[Entries taken from a collection]
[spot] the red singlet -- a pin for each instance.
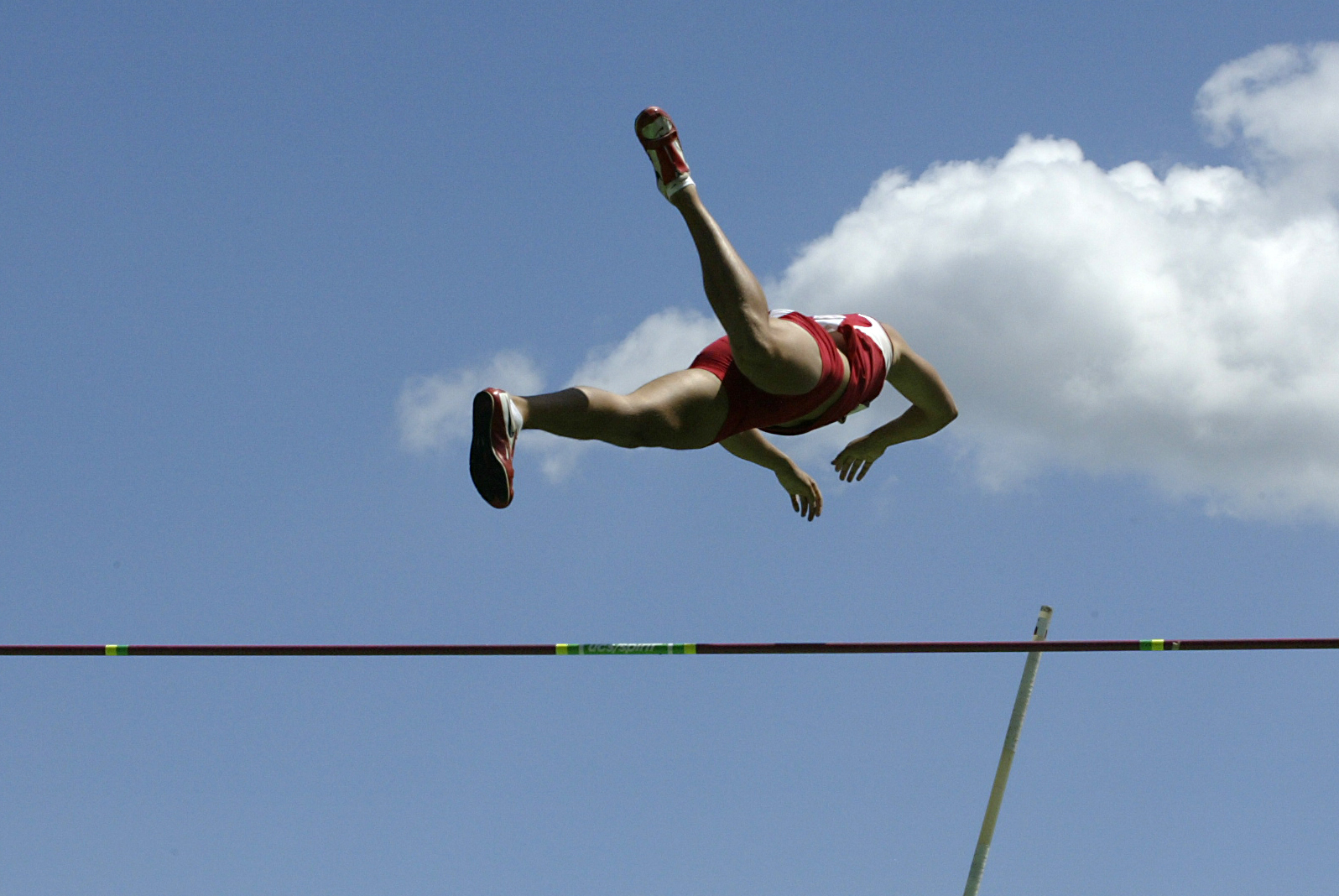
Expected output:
(750, 408)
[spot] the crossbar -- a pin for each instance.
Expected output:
(667, 649)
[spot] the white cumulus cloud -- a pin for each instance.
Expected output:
(1183, 327)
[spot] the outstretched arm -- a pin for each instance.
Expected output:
(804, 492)
(932, 409)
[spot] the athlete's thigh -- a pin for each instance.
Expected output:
(788, 362)
(680, 410)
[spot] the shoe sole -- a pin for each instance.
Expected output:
(487, 471)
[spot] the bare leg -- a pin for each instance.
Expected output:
(680, 410)
(779, 357)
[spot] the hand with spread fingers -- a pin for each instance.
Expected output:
(856, 458)
(804, 492)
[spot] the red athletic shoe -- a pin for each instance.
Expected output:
(660, 138)
(496, 426)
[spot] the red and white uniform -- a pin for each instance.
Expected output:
(868, 350)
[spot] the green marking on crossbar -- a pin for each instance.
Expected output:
(608, 650)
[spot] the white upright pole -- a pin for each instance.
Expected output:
(1015, 725)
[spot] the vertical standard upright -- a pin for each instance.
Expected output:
(1015, 725)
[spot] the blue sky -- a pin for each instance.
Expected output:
(232, 235)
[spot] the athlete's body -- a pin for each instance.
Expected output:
(786, 374)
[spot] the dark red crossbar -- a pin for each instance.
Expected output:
(571, 650)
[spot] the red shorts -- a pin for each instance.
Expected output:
(753, 409)
(750, 408)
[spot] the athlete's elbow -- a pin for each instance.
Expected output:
(943, 414)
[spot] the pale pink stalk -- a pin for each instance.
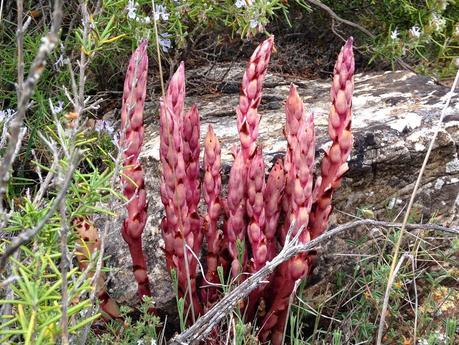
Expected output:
(301, 143)
(190, 133)
(339, 128)
(295, 119)
(182, 225)
(272, 198)
(256, 210)
(235, 227)
(135, 86)
(212, 186)
(87, 245)
(248, 117)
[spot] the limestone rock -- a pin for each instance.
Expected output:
(393, 122)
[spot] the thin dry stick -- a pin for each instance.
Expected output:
(27, 235)
(416, 301)
(158, 53)
(203, 326)
(15, 135)
(65, 264)
(339, 19)
(355, 25)
(290, 302)
(408, 210)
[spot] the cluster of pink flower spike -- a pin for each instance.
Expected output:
(249, 226)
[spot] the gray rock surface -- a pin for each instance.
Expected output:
(393, 122)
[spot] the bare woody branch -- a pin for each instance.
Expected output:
(27, 235)
(25, 92)
(208, 321)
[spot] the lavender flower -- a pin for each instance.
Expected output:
(253, 23)
(243, 3)
(131, 8)
(415, 31)
(104, 126)
(165, 42)
(6, 115)
(160, 12)
(58, 108)
(438, 22)
(240, 3)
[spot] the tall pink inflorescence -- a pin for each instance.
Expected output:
(135, 86)
(248, 117)
(181, 226)
(190, 134)
(339, 128)
(300, 163)
(235, 227)
(274, 192)
(212, 185)
(256, 214)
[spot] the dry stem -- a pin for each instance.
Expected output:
(208, 321)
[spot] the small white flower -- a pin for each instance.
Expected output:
(104, 126)
(456, 30)
(415, 31)
(131, 8)
(58, 108)
(438, 22)
(6, 115)
(160, 12)
(240, 3)
(165, 42)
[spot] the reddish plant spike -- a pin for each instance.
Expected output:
(135, 86)
(295, 121)
(212, 185)
(235, 227)
(182, 225)
(272, 198)
(299, 179)
(248, 117)
(339, 128)
(87, 244)
(190, 134)
(256, 210)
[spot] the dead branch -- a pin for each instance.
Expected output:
(208, 321)
(27, 235)
(25, 90)
(339, 19)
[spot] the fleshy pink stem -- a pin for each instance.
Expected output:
(212, 186)
(235, 229)
(301, 149)
(272, 198)
(248, 117)
(135, 86)
(339, 128)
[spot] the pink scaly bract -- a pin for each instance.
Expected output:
(135, 86)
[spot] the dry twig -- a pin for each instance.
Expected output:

DIRECTIONS —
Rewrite the data above, starting at the line containing "[spot] the small" and ending at the last line of the data, with every line kept, the requests included. Scale each point coordinate in the answers by 1.85 and round it to a whole number, with halves rounding up.

TASK SOLUTION —
[spot] the small white flower -- a pin for each instance.
Expected output:
(192, 233)
(844, 56)
(768, 57)
(242, 15)
(107, 200)
(810, 41)
(11, 213)
(296, 22)
(444, 6)
(305, 78)
[spot] the reddish plant spike -- a pin for each instance.
Expected output:
(250, 159)
(546, 224)
(392, 342)
(435, 420)
(337, 416)
(503, 366)
(553, 331)
(459, 216)
(627, 237)
(161, 451)
(352, 248)
(474, 389)
[spot] the dead branch -- a pin for each instance.
Expected output:
(385, 594)
(50, 435)
(46, 167)
(627, 35)
[spot] the fleshy pink stem -- a pin for each instance.
Expected output:
(392, 344)
(435, 424)
(557, 276)
(503, 366)
(459, 216)
(250, 159)
(627, 237)
[spot] the pink scaly bract -- a pin for each instance.
Expected output:
(250, 159)
[spot] the dry twig -- a pin for each instance.
Expected output:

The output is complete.